### [Consegna]
Ricopia senza alcuna modifica le righe a partire da quella che contiene "of the ceiling" fino a quella che contiene "[[303, 29]]", includendo entrambe.

### [Voci estratte]
↓↓↓

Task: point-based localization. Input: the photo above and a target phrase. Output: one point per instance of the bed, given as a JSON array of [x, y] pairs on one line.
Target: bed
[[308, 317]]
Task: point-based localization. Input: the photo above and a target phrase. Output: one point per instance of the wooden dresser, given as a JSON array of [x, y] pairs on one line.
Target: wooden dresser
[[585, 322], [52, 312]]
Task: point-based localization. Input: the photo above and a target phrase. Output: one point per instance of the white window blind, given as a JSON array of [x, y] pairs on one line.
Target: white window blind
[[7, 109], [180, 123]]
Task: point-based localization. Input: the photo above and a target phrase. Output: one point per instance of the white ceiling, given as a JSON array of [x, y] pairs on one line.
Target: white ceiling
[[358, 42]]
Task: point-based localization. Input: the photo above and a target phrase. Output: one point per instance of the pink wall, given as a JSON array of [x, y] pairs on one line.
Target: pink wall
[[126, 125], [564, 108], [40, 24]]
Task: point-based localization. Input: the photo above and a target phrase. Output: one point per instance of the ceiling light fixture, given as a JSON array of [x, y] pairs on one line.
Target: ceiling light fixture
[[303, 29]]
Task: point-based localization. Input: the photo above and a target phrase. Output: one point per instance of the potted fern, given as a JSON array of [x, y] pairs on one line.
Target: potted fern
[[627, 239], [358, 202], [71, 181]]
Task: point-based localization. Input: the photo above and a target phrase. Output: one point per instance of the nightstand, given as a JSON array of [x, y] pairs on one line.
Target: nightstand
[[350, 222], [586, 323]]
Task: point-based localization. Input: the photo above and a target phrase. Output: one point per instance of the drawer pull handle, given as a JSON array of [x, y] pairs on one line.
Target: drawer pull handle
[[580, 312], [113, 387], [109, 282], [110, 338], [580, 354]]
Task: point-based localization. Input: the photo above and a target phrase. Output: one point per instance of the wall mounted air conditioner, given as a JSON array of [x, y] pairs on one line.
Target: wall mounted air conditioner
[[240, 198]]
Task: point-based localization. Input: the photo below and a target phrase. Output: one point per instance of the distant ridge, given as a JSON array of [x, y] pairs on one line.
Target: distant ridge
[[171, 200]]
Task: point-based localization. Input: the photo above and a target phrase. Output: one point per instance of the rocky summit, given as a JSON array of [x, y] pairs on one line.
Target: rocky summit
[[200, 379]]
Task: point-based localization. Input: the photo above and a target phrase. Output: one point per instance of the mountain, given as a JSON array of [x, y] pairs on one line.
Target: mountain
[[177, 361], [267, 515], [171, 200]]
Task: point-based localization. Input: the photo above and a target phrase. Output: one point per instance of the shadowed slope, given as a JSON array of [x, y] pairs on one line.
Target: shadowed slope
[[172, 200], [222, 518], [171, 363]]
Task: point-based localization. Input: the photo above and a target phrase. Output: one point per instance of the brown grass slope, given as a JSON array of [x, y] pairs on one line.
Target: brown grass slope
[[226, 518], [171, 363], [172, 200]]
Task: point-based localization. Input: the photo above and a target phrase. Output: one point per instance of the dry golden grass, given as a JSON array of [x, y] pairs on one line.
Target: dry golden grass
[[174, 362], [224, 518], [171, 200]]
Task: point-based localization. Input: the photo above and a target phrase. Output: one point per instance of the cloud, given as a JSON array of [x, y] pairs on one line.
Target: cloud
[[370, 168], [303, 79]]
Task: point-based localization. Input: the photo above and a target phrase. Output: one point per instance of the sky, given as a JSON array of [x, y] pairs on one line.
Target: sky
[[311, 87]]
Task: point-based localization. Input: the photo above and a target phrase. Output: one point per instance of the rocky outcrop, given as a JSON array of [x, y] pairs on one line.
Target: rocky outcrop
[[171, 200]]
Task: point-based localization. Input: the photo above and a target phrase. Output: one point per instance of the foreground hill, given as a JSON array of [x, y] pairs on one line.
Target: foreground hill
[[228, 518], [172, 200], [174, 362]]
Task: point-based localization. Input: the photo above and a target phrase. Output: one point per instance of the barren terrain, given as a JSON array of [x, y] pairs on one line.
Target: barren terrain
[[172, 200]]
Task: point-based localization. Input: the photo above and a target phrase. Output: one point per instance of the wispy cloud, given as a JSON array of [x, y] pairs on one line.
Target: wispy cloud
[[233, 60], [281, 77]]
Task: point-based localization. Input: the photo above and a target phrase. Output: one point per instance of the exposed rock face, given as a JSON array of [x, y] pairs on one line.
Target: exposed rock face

↑↑↑

### [Risposta]
Task: point-based localization. Input: the photo above and a target phrase. Output: one point per instance of the ceiling light fixture, given as a JSON array of [x, y] pairs on one line.
Target: ceiling light fixture
[[303, 29]]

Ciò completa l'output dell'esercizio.